Work to complete
Transcribe the entries exactly. Start at the top, stop after the line with "box: [49, 116, 595, 433]", and omit every picture.

*** Begin section ***

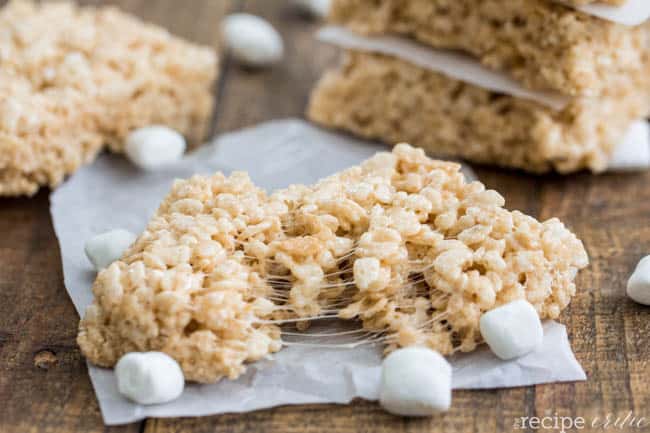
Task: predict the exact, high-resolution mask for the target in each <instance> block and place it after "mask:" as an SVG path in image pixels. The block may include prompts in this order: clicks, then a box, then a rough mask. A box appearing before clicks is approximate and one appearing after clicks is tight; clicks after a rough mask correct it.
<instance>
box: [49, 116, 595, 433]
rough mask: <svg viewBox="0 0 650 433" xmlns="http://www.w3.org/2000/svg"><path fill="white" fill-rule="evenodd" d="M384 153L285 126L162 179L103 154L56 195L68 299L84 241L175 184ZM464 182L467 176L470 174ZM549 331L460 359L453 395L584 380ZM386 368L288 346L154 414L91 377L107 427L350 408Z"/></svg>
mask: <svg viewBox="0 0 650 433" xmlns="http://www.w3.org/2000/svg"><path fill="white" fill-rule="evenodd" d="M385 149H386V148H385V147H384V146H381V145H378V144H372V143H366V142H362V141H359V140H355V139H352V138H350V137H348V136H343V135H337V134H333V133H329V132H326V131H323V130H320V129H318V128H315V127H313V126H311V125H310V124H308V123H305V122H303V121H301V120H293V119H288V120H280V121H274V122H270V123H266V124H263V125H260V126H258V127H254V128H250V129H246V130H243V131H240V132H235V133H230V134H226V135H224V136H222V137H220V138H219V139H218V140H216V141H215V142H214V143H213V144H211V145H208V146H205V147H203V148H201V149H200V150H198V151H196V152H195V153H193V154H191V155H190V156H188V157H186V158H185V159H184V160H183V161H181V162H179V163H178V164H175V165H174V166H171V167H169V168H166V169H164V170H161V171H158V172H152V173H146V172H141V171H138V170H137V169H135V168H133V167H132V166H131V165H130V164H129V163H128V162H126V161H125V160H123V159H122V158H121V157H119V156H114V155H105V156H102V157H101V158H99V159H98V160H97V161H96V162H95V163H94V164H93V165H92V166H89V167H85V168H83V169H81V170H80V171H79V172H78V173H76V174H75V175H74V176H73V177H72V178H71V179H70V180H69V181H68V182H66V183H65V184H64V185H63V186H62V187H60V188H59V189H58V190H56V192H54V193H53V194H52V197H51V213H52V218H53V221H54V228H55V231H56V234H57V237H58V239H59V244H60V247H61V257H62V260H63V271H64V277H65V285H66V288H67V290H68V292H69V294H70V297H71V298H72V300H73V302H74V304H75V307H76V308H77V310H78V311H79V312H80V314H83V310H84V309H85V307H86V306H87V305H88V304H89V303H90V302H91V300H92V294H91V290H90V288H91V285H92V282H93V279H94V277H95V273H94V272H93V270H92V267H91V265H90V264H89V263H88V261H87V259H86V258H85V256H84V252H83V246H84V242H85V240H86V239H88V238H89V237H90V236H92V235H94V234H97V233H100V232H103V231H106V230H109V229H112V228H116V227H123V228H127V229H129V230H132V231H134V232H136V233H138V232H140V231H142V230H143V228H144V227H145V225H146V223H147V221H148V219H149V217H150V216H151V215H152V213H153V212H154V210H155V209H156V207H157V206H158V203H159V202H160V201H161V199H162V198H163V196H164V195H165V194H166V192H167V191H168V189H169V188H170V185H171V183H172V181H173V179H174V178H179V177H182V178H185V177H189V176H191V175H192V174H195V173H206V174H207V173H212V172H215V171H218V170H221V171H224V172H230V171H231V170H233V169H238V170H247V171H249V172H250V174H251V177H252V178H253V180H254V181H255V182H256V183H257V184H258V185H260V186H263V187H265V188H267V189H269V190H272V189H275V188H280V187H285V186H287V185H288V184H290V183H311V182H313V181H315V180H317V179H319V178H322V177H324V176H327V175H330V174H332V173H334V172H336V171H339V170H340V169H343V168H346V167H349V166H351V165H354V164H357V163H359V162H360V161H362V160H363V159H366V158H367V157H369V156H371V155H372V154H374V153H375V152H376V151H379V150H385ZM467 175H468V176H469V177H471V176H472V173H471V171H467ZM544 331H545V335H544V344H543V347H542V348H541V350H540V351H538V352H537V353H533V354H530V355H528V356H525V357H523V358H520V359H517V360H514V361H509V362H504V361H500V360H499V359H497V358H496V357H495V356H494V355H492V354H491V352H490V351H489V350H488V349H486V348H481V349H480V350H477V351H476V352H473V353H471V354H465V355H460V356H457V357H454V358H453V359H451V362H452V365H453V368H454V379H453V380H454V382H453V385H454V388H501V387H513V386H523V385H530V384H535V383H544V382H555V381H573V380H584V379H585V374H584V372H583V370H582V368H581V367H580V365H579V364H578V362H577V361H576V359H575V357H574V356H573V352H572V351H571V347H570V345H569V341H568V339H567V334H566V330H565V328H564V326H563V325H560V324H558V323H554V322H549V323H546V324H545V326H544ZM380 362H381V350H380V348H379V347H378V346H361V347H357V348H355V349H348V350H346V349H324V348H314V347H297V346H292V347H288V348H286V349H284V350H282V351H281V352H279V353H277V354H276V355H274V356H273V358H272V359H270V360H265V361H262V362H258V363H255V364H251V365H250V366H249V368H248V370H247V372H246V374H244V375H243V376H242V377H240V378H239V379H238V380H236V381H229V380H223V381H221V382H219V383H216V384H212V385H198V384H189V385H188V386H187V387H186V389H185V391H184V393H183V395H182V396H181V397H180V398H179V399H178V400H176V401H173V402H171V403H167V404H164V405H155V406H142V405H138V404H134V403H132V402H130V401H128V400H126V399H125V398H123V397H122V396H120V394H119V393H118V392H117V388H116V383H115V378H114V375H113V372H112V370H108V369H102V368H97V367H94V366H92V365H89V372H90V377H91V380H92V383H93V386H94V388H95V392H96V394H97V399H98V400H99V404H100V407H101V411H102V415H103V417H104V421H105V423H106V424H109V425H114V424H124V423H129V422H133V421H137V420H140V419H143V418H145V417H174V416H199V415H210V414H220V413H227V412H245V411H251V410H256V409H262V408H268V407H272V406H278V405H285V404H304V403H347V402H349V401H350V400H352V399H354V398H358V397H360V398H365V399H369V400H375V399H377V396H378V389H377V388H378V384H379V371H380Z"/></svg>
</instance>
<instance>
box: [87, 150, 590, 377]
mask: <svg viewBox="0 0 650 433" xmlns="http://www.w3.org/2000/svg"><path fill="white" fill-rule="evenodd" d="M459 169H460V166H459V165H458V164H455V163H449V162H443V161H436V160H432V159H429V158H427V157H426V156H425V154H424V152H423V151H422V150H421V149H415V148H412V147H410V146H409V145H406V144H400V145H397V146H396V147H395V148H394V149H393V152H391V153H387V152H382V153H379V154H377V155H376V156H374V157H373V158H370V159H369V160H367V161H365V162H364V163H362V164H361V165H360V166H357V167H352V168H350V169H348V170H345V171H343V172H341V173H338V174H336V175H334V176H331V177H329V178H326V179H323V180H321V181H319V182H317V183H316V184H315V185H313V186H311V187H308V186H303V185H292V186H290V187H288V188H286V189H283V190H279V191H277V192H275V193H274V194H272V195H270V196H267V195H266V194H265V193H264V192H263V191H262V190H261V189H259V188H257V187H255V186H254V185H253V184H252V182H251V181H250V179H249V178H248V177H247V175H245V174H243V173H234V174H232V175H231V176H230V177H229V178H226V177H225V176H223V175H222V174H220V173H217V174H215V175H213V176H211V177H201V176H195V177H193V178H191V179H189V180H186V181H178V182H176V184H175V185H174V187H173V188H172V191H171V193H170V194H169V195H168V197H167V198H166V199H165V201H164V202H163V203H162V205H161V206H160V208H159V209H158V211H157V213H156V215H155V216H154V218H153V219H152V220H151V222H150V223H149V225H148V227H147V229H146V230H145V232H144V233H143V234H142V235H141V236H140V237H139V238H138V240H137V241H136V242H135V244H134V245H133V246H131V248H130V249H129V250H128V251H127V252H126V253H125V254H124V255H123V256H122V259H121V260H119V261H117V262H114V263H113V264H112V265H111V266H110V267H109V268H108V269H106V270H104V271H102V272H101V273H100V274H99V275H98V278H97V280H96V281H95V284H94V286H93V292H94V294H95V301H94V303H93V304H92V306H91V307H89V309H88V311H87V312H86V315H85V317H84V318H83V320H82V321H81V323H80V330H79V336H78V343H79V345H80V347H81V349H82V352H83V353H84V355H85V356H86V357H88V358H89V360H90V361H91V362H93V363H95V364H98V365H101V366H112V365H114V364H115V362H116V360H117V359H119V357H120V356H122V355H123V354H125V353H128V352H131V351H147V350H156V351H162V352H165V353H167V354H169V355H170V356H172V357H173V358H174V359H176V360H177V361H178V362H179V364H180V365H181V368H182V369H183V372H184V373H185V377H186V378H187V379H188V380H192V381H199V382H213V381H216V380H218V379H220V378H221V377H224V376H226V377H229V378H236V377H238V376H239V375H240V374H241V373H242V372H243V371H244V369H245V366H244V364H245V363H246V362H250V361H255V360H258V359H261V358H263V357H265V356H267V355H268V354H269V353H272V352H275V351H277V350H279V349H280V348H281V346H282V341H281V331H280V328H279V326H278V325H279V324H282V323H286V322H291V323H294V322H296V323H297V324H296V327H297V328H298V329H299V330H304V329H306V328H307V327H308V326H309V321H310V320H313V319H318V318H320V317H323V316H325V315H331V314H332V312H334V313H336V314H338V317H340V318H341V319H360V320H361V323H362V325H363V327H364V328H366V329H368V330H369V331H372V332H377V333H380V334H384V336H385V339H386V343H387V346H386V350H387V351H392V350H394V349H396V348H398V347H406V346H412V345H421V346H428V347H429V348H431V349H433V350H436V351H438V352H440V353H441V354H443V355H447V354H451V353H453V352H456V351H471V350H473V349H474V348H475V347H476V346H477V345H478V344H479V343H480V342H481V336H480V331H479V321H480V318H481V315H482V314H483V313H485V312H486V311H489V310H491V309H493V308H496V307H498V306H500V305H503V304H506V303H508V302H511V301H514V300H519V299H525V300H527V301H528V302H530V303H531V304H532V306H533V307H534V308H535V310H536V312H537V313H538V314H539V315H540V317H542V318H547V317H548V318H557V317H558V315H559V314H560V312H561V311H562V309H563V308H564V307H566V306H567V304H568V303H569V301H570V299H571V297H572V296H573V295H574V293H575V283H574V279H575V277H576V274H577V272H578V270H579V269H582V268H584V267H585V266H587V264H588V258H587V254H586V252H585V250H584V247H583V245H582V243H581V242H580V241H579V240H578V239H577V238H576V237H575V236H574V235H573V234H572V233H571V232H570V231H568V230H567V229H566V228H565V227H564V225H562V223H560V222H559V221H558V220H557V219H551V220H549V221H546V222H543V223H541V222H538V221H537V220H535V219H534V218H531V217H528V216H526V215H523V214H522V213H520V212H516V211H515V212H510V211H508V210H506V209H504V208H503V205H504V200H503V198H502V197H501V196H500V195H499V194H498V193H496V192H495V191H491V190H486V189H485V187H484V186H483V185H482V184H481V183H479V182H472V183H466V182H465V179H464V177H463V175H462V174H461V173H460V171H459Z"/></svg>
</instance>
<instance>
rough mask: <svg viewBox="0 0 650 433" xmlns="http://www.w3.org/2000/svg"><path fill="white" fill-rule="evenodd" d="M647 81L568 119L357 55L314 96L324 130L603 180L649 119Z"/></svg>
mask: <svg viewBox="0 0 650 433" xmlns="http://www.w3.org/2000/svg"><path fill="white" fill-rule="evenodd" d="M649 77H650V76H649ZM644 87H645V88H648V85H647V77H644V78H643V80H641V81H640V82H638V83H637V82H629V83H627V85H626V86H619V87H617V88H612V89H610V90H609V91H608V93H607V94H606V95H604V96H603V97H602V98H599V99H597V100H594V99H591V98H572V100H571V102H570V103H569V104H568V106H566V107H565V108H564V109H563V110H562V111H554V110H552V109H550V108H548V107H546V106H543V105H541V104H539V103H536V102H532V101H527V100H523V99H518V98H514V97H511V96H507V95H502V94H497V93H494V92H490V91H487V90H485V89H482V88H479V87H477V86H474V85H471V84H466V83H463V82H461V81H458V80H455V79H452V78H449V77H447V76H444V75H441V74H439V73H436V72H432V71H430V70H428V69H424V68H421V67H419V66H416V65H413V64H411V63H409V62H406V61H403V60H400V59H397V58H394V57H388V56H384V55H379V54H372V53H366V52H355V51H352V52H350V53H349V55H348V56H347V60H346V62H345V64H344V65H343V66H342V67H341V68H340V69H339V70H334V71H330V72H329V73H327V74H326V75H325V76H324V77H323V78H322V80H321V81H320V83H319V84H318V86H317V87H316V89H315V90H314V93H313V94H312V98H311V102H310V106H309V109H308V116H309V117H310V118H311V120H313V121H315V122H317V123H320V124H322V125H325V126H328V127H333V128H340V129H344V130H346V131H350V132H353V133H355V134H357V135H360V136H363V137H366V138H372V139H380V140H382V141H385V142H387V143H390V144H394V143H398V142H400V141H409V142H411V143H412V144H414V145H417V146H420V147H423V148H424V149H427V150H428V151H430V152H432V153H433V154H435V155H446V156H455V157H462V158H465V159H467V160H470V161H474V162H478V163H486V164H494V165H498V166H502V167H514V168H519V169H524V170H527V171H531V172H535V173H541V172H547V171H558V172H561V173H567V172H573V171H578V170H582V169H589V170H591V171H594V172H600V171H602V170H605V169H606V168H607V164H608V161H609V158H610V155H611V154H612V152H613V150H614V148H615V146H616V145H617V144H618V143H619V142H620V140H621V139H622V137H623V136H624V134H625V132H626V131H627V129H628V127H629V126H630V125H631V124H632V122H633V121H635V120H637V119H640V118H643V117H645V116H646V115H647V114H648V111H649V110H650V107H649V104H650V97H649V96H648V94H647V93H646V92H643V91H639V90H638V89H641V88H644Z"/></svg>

*** End section ***

Reply
Task: predict the exact, high-resolution mask for the target in each <instance> block and place it after "mask:" as an SVG path in image pixels. The block may include prompts in this order: clicks, then a box, then a rough mask. A box appearing before clicks is approximate and one appearing after clicks is tight; clicks after a rough mask correct it.
<instance>
box: [49, 116, 595, 433]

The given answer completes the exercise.